Exercise text
○ ○ ○

Mazel tov! It’s probably the most well-known Jewish phrase. You’ve heard the Black Eyed Peas sing it, you’ve watched Tevye dream it, you’ve seen little Drake say it in HYFR. Translated as congratulations, it actually has a different meaning.
What does it mean? Let’s break it down.
Etymologically, “congratulations” is about coming together to show joy or give thanks. “Mazel tov” is a phrase whose use originated with Yiddish speakers. Yiddish, a mix of Hebrew and various local dialects with a heavy German base, dates back to Central Europe in the 10th century (there are a number of languages mixed with Hebrew, going back to the Second Temple period when Hebrew was mixed with Aramaic). “Mazel”, or “mazal”, as pronounced in modern Hebrew, literally means constellation. “Tov” means good–you may remember it popping up in the traditional greeting for the Jewish new year. It’s in the feminine form in “Shana Tova”, or Good Year.In English, “mazel tov” is often translated as “congratulations”, but the meaning is closer to “may you have good luck”. Back around Biblical times we believed that our fates were written in the constellations. We had some ways of affecting our destinies. If you remember the story of Abraham and Sara (Avraham and Sarah in Hebrew), their names were originally Avram and Sarai. When they changed their names, they changed their constellations, i.e., their fortunes. That’s mazal.

○ ○ ○

Extracted records
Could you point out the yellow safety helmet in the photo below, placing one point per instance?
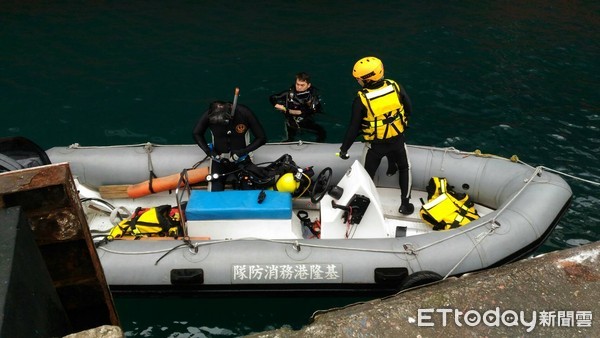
(287, 183)
(368, 68)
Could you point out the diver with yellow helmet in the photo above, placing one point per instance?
(380, 113)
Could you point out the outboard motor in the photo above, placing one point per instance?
(20, 153)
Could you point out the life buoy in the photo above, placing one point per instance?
(166, 183)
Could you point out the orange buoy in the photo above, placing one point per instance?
(166, 183)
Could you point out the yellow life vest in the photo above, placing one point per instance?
(445, 208)
(158, 221)
(385, 113)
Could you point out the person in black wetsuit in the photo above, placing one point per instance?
(380, 111)
(299, 104)
(231, 147)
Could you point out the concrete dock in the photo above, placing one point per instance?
(553, 295)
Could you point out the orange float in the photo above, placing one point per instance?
(166, 183)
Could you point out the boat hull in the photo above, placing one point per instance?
(527, 203)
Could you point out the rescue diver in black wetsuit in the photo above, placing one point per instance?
(231, 148)
(380, 111)
(299, 104)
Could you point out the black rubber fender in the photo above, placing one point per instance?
(420, 278)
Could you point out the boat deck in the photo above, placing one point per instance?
(100, 221)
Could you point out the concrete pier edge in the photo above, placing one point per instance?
(555, 294)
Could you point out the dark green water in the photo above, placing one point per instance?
(506, 77)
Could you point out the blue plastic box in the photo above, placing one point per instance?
(238, 204)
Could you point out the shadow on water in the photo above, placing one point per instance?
(220, 316)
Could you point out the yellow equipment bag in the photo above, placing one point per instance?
(158, 221)
(445, 208)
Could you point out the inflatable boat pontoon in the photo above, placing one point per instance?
(235, 242)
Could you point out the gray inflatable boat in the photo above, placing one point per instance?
(351, 237)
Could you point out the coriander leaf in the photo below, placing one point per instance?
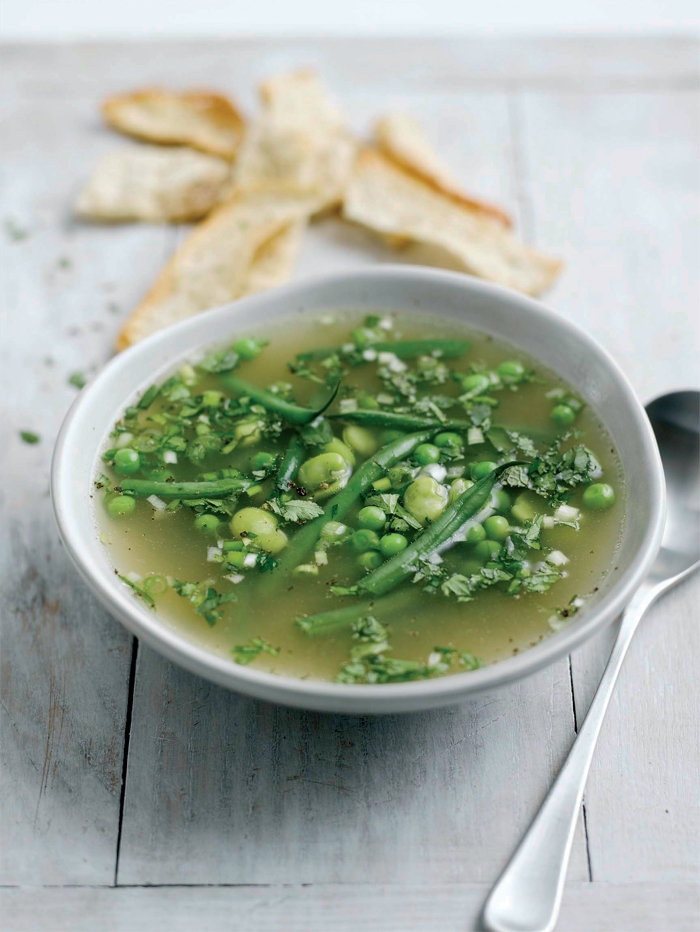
(299, 511)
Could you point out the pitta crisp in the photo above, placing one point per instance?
(394, 203)
(153, 184)
(215, 263)
(401, 138)
(200, 119)
(300, 139)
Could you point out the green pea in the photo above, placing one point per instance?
(121, 505)
(249, 347)
(391, 544)
(480, 470)
(207, 524)
(253, 521)
(471, 567)
(370, 560)
(487, 549)
(363, 540)
(497, 528)
(326, 473)
(262, 460)
(126, 462)
(371, 517)
(459, 487)
(475, 534)
(361, 440)
(426, 453)
(335, 532)
(562, 415)
(599, 496)
(526, 506)
(511, 371)
(501, 501)
(273, 541)
(426, 499)
(337, 446)
(161, 475)
(476, 384)
(448, 439)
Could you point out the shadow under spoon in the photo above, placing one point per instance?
(527, 896)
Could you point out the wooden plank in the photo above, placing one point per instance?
(597, 907)
(375, 65)
(614, 179)
(226, 790)
(65, 662)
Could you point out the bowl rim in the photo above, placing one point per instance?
(329, 696)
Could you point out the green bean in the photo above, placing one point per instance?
(213, 489)
(290, 464)
(338, 506)
(404, 349)
(399, 421)
(398, 568)
(293, 413)
(327, 622)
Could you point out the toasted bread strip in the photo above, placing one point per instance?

○ ○ ○

Problem 1
Summarize the passage on "mazel tov" in two sentences.
Problem 2
Duplicate the part of the passage on "mazel tov" from "Mazel tov! It’s" up to and including "a different meaning.".

Exercise output 1
"Mazel tov," a phrase whose use originated with Yiddish speakers, is often translated as "congratulations," but its meaning is closer to "may you have good luck." "Mazel" literally means constellation and "tov" means good, and around Biblical times fates were believed to be written in the constellations.

Exercise output 2
Mazel tov! It’s probably the most well-known Jewish phrase. You’ve heard the Black Eyed Peas sing it, you’ve watched Tevye dream it, you’ve seen little Drake say it in HYFR. Translated as congratulations, it actually has a different meaning.